In the material, begin at the line containing "Where can the bare" and stop after the line containing "point(40, 290)". Reproduce only those lines, swapping "paved road" for "asphalt road" and leaving all other text unchanged.

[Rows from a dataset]
>> START

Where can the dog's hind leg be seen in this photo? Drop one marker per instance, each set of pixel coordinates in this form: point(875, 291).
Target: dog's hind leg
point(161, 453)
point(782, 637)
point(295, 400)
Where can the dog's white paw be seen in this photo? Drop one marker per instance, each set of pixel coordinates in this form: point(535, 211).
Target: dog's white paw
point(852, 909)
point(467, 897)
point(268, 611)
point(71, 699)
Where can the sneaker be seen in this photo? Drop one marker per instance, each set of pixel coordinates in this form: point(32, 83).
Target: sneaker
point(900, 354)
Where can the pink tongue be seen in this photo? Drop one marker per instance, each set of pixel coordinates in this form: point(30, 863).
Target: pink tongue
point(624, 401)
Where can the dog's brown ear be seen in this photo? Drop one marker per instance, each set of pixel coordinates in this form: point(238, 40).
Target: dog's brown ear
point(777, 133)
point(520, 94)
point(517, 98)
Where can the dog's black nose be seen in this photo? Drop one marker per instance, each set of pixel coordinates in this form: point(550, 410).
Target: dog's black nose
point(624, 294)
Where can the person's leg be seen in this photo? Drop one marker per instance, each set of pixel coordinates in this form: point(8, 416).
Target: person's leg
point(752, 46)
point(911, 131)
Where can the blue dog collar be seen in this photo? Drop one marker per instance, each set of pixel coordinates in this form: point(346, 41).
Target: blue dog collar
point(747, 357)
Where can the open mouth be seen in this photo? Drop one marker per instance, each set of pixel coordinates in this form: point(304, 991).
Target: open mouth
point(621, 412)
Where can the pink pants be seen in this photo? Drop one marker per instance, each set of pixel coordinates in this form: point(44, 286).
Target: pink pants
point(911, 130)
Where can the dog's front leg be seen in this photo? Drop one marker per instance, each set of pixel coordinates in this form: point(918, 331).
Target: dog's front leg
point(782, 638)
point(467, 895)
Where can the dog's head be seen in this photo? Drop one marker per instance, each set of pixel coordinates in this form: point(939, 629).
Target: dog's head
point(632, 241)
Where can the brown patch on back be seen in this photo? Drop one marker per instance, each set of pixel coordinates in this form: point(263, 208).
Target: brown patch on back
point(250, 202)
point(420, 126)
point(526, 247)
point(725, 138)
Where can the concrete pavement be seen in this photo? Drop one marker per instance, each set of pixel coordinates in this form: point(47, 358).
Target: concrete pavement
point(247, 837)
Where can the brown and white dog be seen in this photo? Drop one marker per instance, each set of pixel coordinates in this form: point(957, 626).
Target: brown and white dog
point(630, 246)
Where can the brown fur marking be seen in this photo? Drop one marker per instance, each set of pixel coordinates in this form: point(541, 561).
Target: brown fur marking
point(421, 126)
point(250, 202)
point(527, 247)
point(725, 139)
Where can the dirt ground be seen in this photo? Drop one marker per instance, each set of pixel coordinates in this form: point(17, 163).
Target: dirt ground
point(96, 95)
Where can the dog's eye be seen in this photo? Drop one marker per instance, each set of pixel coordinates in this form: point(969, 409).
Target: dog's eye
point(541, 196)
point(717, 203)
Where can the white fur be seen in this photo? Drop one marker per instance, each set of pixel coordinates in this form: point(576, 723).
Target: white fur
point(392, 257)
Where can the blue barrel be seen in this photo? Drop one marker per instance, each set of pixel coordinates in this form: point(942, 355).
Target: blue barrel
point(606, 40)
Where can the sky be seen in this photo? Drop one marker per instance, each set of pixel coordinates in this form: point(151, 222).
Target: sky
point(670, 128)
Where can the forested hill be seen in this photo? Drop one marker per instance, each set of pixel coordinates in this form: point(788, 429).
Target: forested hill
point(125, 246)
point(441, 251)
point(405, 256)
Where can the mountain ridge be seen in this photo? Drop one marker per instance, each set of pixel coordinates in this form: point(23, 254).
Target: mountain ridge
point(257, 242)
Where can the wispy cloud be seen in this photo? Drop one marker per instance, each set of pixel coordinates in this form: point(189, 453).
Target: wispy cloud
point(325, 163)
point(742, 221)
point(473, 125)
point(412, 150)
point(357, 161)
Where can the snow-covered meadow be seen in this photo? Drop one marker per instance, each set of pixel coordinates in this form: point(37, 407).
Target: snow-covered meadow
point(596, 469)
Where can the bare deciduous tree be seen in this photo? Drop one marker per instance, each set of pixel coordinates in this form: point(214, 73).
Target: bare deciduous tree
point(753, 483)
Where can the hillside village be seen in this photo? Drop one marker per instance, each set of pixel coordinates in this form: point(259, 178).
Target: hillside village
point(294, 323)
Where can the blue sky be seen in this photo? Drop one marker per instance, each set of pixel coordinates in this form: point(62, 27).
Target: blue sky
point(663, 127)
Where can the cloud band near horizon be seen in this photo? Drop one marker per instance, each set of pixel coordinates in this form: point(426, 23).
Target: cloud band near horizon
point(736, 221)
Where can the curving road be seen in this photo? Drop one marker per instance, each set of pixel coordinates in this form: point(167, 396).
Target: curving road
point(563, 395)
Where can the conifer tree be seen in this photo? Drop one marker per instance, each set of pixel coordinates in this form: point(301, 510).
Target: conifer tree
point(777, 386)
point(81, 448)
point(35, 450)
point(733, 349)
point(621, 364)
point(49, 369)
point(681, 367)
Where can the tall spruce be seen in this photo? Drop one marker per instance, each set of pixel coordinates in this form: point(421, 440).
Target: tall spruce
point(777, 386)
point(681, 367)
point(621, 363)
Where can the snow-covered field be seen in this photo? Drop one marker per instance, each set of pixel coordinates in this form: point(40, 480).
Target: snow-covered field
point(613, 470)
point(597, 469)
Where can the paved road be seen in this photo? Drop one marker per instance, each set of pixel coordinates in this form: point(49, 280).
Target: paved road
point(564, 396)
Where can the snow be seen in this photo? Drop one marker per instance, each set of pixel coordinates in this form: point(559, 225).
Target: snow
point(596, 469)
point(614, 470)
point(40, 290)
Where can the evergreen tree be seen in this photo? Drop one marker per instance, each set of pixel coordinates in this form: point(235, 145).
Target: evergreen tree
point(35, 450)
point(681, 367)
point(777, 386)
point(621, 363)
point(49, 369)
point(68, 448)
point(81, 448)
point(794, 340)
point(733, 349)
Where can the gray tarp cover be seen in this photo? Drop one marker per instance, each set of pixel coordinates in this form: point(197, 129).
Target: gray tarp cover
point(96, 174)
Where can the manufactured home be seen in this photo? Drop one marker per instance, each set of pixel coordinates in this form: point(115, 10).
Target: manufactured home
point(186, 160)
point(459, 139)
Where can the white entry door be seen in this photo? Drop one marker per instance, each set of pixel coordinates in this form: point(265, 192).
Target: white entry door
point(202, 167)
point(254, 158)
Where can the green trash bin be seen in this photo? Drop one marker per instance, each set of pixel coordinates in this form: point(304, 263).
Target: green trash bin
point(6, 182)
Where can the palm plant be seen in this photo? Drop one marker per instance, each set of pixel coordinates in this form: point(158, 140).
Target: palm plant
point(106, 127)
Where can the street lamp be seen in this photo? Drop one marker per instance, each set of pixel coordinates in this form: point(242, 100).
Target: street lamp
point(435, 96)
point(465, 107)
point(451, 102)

>> END

_Complete output_
Where can the bare deciduous tree be seen in this photo? Drop one marker per instance, each set of pixel coordinates in this form: point(214, 73).
Target: bare deciduous tree
point(753, 483)
Where can the hillside village be seen in this photo? Drop one marker per instance, each set of pixel coordinates in this form: point(259, 178).
Target: hillside village
point(294, 323)
Where can the blue sky be seen in this photo? Drop one marker per instance, each set of pixel coordinates in this form: point(62, 27).
Target: blue sky
point(663, 127)
Where can the cloud band near horizon be seen in this photo? Drop one marker per instance, each set of pixel coordinates in this form: point(426, 23).
Target: cloud band near horizon
point(736, 221)
Where can the curving road be seen in this photo? Drop one marker per instance, each set of pixel coordinates in this form: point(167, 396).
Target: curving road
point(563, 395)
Where can the conifer tree be seen in this photo? Drop one marker per instance, each set of pixel coordinates in this form: point(301, 510).
Target: conifer tree
point(777, 386)
point(81, 448)
point(35, 450)
point(733, 349)
point(621, 364)
point(49, 369)
point(681, 367)
Where can the tall spruce be seen in this photo? Drop one marker per instance, each set of pixel coordinates in this form: point(421, 440).
Target: tall spruce
point(777, 386)
point(681, 367)
point(621, 363)
Where can the snow-covered field be seen in this photo? Drop one marker per instance, each set of pixel coordinates in this form: point(40, 480).
Target: snow-covered field
point(613, 470)
point(597, 469)
Where can the asphalt road be seen in this photo? Drop one marker per instance, each set of pixel coordinates in this form: point(49, 280).
Target: asphalt road
point(564, 396)
Where can the snow be seen in this photo? Drop one marker per instance, each set of pixel coordinates in this form: point(559, 225).
Target: snow
point(596, 469)
point(614, 470)
point(40, 290)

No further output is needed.